→ **Requirements**:
Render every line of the records below as a JSON list of strings, one string per line, with blank lines omitted.

→ **Listed records**:

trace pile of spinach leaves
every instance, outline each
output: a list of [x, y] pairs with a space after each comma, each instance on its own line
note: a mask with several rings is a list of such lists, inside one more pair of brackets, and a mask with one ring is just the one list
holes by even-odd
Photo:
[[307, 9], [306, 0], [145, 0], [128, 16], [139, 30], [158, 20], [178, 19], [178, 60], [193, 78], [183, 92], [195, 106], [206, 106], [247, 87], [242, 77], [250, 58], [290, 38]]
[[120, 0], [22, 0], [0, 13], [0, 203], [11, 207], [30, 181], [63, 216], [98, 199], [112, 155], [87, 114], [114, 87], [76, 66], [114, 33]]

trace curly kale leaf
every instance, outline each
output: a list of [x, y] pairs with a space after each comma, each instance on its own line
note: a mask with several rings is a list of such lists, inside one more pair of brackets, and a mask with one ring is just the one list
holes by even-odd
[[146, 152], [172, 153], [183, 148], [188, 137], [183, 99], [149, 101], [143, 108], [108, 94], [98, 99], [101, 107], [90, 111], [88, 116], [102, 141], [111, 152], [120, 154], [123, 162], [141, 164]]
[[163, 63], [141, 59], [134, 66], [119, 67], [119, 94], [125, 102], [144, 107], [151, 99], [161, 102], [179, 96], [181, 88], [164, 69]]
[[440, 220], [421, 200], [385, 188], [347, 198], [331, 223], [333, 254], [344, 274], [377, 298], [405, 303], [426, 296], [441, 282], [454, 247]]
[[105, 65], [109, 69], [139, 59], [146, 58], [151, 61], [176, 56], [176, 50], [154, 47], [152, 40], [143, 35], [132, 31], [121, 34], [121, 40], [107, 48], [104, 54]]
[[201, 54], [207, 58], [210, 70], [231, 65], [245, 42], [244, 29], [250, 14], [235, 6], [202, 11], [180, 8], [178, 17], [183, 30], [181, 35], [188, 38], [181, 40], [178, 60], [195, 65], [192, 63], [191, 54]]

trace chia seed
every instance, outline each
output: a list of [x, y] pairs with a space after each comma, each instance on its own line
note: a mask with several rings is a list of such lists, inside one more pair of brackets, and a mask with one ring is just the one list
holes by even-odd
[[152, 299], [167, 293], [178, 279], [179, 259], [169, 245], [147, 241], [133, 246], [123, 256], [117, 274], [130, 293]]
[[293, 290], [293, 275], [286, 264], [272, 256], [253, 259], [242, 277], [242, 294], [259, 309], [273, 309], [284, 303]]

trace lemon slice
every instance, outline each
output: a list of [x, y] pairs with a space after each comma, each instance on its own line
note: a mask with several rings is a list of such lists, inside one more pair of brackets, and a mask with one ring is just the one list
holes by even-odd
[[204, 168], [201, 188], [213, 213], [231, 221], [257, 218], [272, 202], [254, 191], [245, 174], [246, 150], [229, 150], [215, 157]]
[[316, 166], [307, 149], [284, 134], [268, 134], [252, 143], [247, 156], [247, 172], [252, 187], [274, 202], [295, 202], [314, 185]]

→ **Written answer**:
[
  "trace pile of spinach leaves",
  "every instance, outline each",
  "output: a list of [x, y] pairs with a space after each comma, each instance on its own line",
  "note: a mask with several rings is a list of such lists, inside one more pair of brackets, and a mask with one ring is just the one list",
  "holes by even-odd",
  "Photo:",
  "[[307, 9], [306, 0], [145, 0], [128, 16], [139, 30], [158, 20], [178, 19], [178, 60], [193, 78], [183, 92], [195, 106], [206, 106], [247, 87], [242, 77], [250, 58], [290, 38]]",
  "[[120, 0], [22, 0], [0, 13], [0, 203], [11, 207], [30, 181], [63, 216], [98, 199], [112, 155], [87, 114], [114, 87], [76, 66], [114, 33]]",
  "trace curly kale leaf",
  "every instance, outline each",
  "output: a list of [x, y] pairs with a space after each comma, each instance on its own line",
  "note: a mask with several rings is a list of such lists, inside one more pair of brackets, and a mask with one ring is just the one list",
  "holes by even-odd",
  "[[146, 152], [172, 153], [183, 148], [188, 137], [183, 99], [149, 101], [143, 108], [108, 94], [98, 99], [101, 107], [90, 111], [88, 116], [102, 141], [111, 152], [120, 154], [123, 162], [141, 164]]",
  "[[163, 63], [141, 59], [134, 66], [119, 67], [119, 94], [125, 102], [144, 107], [151, 99], [161, 102], [179, 96], [181, 88], [164, 69]]",
  "[[440, 220], [421, 200], [385, 188], [347, 198], [331, 223], [333, 254], [344, 274], [377, 298], [405, 303], [426, 296], [441, 282], [454, 247]]",
  "[[105, 65], [109, 69], [139, 59], [146, 58], [151, 61], [176, 56], [176, 50], [154, 47], [152, 40], [143, 35], [132, 31], [121, 34], [121, 40], [107, 48], [104, 54]]",
  "[[201, 54], [207, 58], [210, 70], [231, 65], [245, 42], [244, 29], [250, 14], [235, 6], [202, 11], [180, 8], [178, 17], [183, 30], [181, 35], [188, 38], [181, 40], [178, 60], [195, 65], [192, 63], [191, 54]]",
  "trace chia seed",
  "every instance, outline each",
  "output: a list of [x, y] pairs with a space after each comma, each instance on its own line",
  "note: a mask with several rings is a list of such lists, inside one more pair of brackets, and a mask with one ring is just the one list",
  "holes by even-odd",
  "[[152, 299], [167, 293], [178, 279], [179, 259], [169, 245], [147, 241], [133, 246], [123, 256], [117, 274], [130, 293]]",
  "[[293, 290], [293, 275], [286, 264], [272, 256], [253, 259], [242, 277], [242, 294], [259, 309], [273, 309], [284, 303]]",
  "trace lemon slice",
  "every instance, outline each",
  "output: a list of [x, y] pairs with a space after each comma, each instance on its own line",
  "note: a mask with several rings is a list of such lists, inside one more pair of brackets, and a mask with one ring is just the one list",
  "holes by even-odd",
  "[[204, 168], [201, 188], [213, 213], [231, 221], [257, 218], [272, 202], [254, 191], [245, 174], [246, 150], [229, 150], [215, 157]]",
  "[[316, 166], [307, 149], [284, 134], [268, 134], [252, 143], [247, 156], [247, 172], [252, 187], [274, 202], [295, 202], [314, 185]]"
]